- [PROBLEM DESCRIPTION] Return every record below exactly as written, omitting any pictures.

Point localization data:
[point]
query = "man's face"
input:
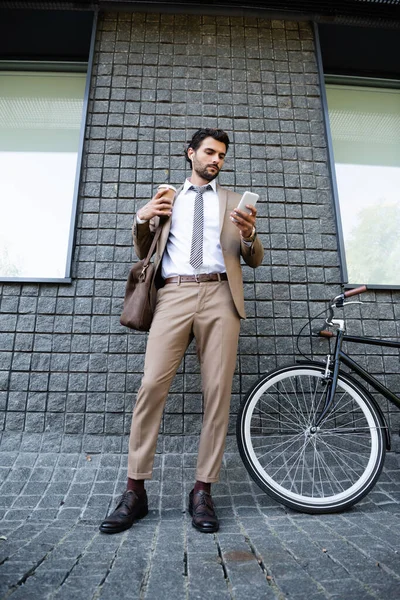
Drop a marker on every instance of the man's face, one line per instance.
(208, 159)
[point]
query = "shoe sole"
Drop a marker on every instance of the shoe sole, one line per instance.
(198, 527)
(110, 530)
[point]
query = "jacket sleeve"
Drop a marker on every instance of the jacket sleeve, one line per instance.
(252, 255)
(143, 235)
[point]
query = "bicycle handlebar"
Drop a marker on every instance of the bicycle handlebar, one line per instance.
(356, 291)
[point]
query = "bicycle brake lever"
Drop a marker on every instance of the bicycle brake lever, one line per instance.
(353, 302)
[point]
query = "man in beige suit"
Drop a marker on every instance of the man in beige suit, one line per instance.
(200, 295)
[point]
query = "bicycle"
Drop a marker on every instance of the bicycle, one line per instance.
(311, 435)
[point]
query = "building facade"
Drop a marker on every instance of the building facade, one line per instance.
(67, 366)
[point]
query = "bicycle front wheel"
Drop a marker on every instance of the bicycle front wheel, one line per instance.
(314, 469)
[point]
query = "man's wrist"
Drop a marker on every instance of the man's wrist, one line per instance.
(139, 220)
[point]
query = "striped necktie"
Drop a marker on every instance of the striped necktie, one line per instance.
(196, 250)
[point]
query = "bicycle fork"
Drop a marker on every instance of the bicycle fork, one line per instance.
(330, 376)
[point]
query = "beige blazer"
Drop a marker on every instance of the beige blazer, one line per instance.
(232, 246)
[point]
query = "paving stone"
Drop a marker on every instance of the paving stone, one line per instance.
(262, 551)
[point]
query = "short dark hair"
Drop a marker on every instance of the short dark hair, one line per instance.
(202, 134)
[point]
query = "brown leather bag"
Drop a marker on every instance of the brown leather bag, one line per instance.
(140, 292)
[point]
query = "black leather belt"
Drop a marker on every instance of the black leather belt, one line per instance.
(201, 278)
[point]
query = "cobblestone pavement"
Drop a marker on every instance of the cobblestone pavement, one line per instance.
(55, 491)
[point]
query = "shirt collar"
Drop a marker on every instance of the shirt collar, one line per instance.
(188, 183)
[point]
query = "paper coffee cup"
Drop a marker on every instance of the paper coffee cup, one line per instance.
(169, 192)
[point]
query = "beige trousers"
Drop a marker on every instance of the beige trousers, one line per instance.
(207, 312)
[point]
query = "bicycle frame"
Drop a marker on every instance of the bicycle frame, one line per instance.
(341, 357)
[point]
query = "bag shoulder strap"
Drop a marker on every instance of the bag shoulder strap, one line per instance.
(153, 245)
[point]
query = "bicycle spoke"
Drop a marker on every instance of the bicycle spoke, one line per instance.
(304, 465)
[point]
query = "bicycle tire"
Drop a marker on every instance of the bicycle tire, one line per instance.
(322, 471)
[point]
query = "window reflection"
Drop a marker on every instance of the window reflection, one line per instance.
(40, 119)
(365, 127)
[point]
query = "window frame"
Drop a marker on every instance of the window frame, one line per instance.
(353, 81)
(62, 66)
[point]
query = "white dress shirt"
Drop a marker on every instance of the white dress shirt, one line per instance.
(177, 252)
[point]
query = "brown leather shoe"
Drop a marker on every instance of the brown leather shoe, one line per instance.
(129, 508)
(201, 508)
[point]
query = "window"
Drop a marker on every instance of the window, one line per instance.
(45, 67)
(40, 121)
(365, 130)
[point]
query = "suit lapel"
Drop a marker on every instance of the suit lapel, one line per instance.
(223, 198)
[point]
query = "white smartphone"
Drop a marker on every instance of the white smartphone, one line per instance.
(247, 198)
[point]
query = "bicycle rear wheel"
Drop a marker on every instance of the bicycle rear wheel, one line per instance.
(311, 469)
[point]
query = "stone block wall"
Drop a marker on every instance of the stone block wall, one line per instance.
(66, 363)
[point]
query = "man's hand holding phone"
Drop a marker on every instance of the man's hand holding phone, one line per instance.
(244, 216)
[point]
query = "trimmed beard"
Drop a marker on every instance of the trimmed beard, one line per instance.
(202, 171)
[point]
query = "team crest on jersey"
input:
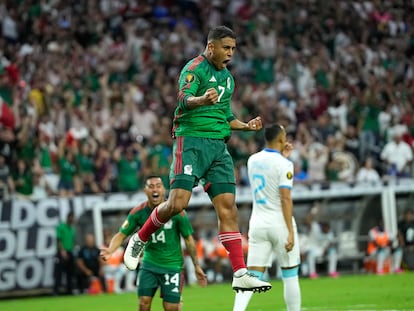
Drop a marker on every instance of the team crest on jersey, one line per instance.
(189, 78)
(125, 224)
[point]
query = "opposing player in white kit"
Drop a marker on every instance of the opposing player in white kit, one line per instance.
(272, 228)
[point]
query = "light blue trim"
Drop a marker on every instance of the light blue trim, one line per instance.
(288, 187)
(257, 274)
(289, 273)
(271, 150)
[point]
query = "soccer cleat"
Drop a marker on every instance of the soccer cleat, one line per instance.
(133, 251)
(249, 282)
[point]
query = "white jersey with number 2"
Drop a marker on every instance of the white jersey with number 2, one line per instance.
(268, 171)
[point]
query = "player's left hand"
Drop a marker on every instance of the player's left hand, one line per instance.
(255, 124)
(287, 150)
(105, 253)
(201, 276)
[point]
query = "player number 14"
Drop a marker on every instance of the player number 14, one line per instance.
(260, 183)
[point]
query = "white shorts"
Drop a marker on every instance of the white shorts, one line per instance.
(265, 242)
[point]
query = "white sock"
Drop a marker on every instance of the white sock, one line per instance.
(240, 272)
(241, 300)
(291, 293)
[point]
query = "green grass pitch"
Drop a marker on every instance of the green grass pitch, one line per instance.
(350, 292)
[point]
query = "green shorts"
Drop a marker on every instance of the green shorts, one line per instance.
(202, 159)
(170, 285)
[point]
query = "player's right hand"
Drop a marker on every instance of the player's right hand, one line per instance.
(289, 243)
(210, 96)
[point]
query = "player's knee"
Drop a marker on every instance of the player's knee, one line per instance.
(290, 272)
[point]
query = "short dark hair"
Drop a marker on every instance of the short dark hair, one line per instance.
(272, 131)
(220, 32)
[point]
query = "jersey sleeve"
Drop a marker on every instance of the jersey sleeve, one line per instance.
(286, 175)
(184, 225)
(189, 83)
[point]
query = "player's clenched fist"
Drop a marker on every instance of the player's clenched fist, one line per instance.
(210, 96)
(255, 124)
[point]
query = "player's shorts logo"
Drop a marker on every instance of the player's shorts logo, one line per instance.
(188, 169)
(189, 78)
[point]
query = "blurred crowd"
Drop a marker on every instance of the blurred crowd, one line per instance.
(88, 88)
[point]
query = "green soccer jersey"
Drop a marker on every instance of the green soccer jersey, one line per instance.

- [EXERCISE OUTPUT]
[point]
query = "man's face"
input:
Drop a marker on every instance of the man's face, one line per instance.
(208, 159)
[point]
query = "shoe sole"
Drop a marker on every instance of the shoe sole, one line per instance.
(198, 527)
(110, 530)
[point]
query = "jacket sleeve"
Drop a marker on every instance of the jacket sleeve, one line per instance.
(252, 255)
(143, 235)
[point]
query = "bicycle handlebar"
Drop a marker on every instance of the bicycle handlebar, one line per instance.
(356, 291)
[point]
query = "bicycle brake lever"
Drop a marker on every instance of the bicycle brake lever, one line per instance.
(353, 302)
[point]
query = "man in beige suit"
Drop a marker on every instance of the man in beige suit, one line per instance.
(200, 295)
[point]
query = "bicycle"
Drop a marker on every instance of the bicycle, one line per instance.
(311, 435)
[point]
query = "building facade"
Drop a marker on every instance of the building facade, one line per instance.
(67, 366)
[point]
query = "bicycle front wheel"
Drop a marker on every instance of the bicycle front wheel, one line per instance.
(314, 469)
[point]
query = "man's wrist"
Drop a marker on every instance of the man's wrist, one line per instance.
(139, 220)
[point]
query = "striped necktie"
Drop a marker on every instance of the striped necktie, one line per instance.
(196, 250)
[point]
query = "bicycle fork"
Drop a marker on every instance of the bicycle fork, one line per instance.
(330, 376)
[point]
query = "beige blazer"
Drop a marker on every instance of the beige blazer, one line per instance.
(232, 246)
[point]
query = "paving stone"
Drop a marker on every instance of the paving stone, one line per instance.
(262, 551)
[point]
query = "short dark hair"
Drop a marker on every instance of the short dark hair, one line per instance.
(202, 134)
[point]
query = "brown leather bag"
Drop a marker on every instance of the brown leather bag, one line per instance.
(140, 292)
[point]
query = "black leather belt"
Drop a marker on every instance of the black leather belt, one line per instance.
(201, 278)
[point]
query = "cobblestone pavement"
Drop a marker on every instance of the cobblestone pavement, one line per instance.
(55, 491)
[point]
query = "shirt collar"
Drop a marker on every instance of the shirt collar, one line per instance.
(188, 183)
[point]
query = "paper coffee cup"
Drop a marker on every instance of the paper coffee cup, one line per instance.
(169, 192)
[point]
query = "beige trousers"
Drop a marker on every instance of the beige trousers, one line per instance.
(207, 312)
[point]
query = "bicycle frame"
Drop a marker on every instance of the bicycle frame, one line per instance.
(341, 357)
[point]
query = "bag shoulder strap"
Drop a marker on every instance of the bag shoulder strap, one line per instance.
(153, 245)
[point]
query = "bicycle spoke"
Drop a marker on every instance of the bicycle spoke, one line per instance.
(304, 465)
[point]
query = "bicycle tire"
Drop a marker on every instance of the bicycle tire, one line per instance.
(322, 471)
[point]
query = "window reflection"
Drop a marker on every instance of the window reflection, one line per instance.
(40, 119)
(365, 127)
[point]
query = "window frame"
Drop a marker on every instance of the window frame, one line per instance.
(353, 81)
(62, 66)
[point]
query = "white dress shirt"
Drop a marker on every instance of the white dress shirt, one line per instance.
(177, 252)
[point]
query = "brown leather shoe"
Drop a marker on every instance of the brown leather shoe, one line per instance.
(129, 508)
(201, 508)
[point]
query = "window"
Drop a marker on every instance of the window, one line per instance.
(45, 67)
(40, 121)
(365, 130)
[point]
query = "suit lapel"
Drop a marker on every instance of the suit lapel, one line per instance.
(223, 198)
[point]
query = "white smartphone"
Drop a marker on every instance of the white smartphone, one line per instance.
(247, 198)
[point]
query = "bicycle rear wheel"
Drop a marker on every instance of the bicycle rear wheel, one line per instance.
(311, 469)
[point]
query = "stone block wall"
Drop a marker on every instance of the stone block wall, one line per instance.
(66, 363)
[point]
query = "man's hand holding phone"
Drop a marker on every instance of the man's hand holding phone, one line per instance.
(244, 216)
[point]
query = "trimmed beard"
Drop a marker on every instance of the trimmed beard, one line per instance.
(202, 171)
[point]
query = "team crest on jersey"
input:
Drop a marker on every instance of the team crest on jersey, one line per instance.
(189, 78)
(125, 224)
[point]
query = "opposing player in white kit"
Drop a marker on every instance of the opposing player in white kit, one line per instance.
(272, 228)
[point]
query = "light blue trim"
Drop a marker on every instance of the light blue trim, one line per instance.
(288, 187)
(257, 274)
(289, 273)
(271, 150)
[point]
query = "soccer cleat"
Drop a marker on every instance of the soccer cleat, one line per instance.
(133, 251)
(249, 282)
[point]
query = "white jersey with number 2"
Drop a marker on every instance of the white jersey with number 2, one line per instance.
(268, 171)
[point]
query = "player's left hand"
Drop a marker on every instance of the player's left hand, one line per instance.
(255, 124)
(287, 150)
(105, 253)
(201, 276)
[point]
query = "player number 14"
Drop a marker on every instance of the player number 14, one line per instance.
(260, 183)
[point]
query = "white shorts"
Drop a marker on every instance of the white shorts, one line per instance.
(265, 242)
[point]
query = "white sock"
Drop a marker on every instance of the white sock, one line per instance.
(240, 272)
(241, 300)
(291, 293)
[point]
query = "green grass pitch"
Drop a marker on every instance of the green grass pitch, one line per instance.
(350, 292)
[point]
query = "green shorts"
Drop a marker on every instance of the green shorts, one line per instance.
(202, 159)
(170, 285)
[point]
query = "player's right hand"
Drop a marker on every instance of the player's right hand, one line per instance.
(289, 243)
(210, 96)
[point]
query = "player's knee"
Drop a marker on every instance of the player's knee, one line per instance.
(290, 272)
[point]
query = "short dark hair"
Drop a marker on every instance of the short dark hair, one line per instance.
(272, 131)
(220, 32)
[point]
query = "jersey sleeve"
Drop a marker on every instance of the jersey sleeve, one line per instance.
(286, 175)
(184, 225)
(189, 83)
[point]
query = "player's clenched fist"
Drop a marker on every instance of the player's clenched fist, one line per instance.
(210, 96)
(255, 124)
[point]
query = "player's shorts logo"
Drop a marker on every instance of the player's shorts logo, one line per instance.
(188, 169)
(189, 78)
[point]
query = "blurred crowd"
Drop a marker on every instance of the blurred crowd, one line per instance.
(88, 88)
[point]
query = "green soccer jersey"
Drop a marker on every instance of the green soccer jersey, one line per instance.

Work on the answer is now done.